-- Description of the task --
Collect each line in the entries below that contains the word "this", and copy those lines in full.

-- Input records --
________________________________________

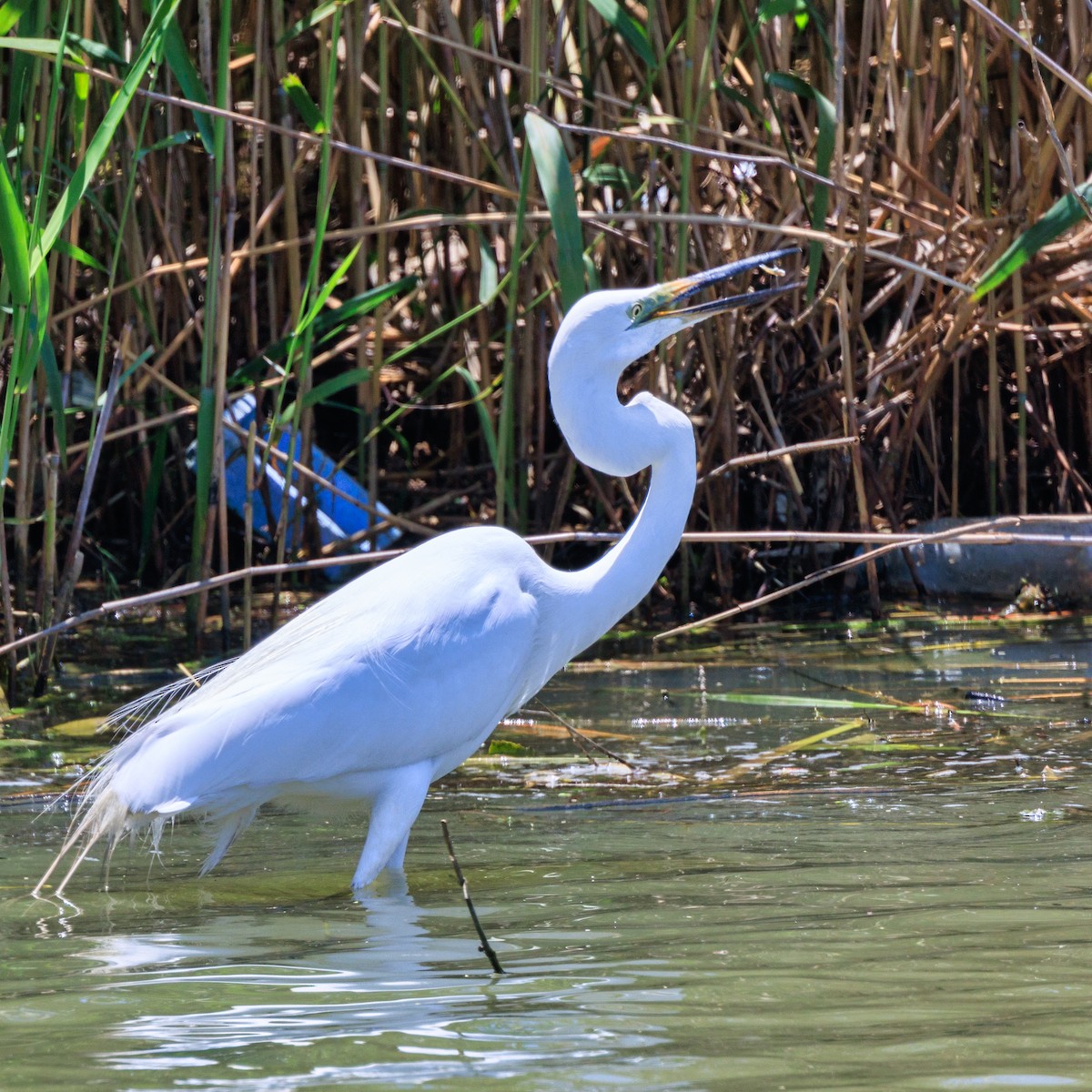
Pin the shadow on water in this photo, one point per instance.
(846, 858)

________________________________________

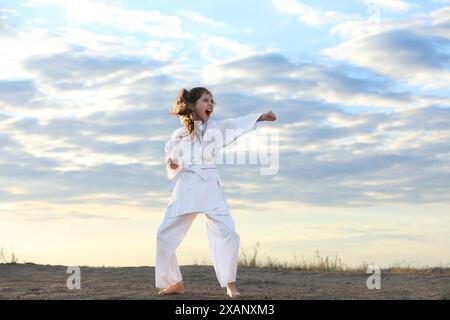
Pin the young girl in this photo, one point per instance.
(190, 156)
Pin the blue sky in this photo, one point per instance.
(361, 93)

________________________________________

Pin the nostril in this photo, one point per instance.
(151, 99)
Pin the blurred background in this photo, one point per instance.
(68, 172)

________________________________________

-- Response --
Pin the shadow on water in this photo, one point per instance.
Pin the young girl in this photo, one point per instance.
Pin the blue sky in this photo, one point per instance.
Pin the nostril in this photo, one point per instance.
Pin the blurred background in this photo, one point per instance.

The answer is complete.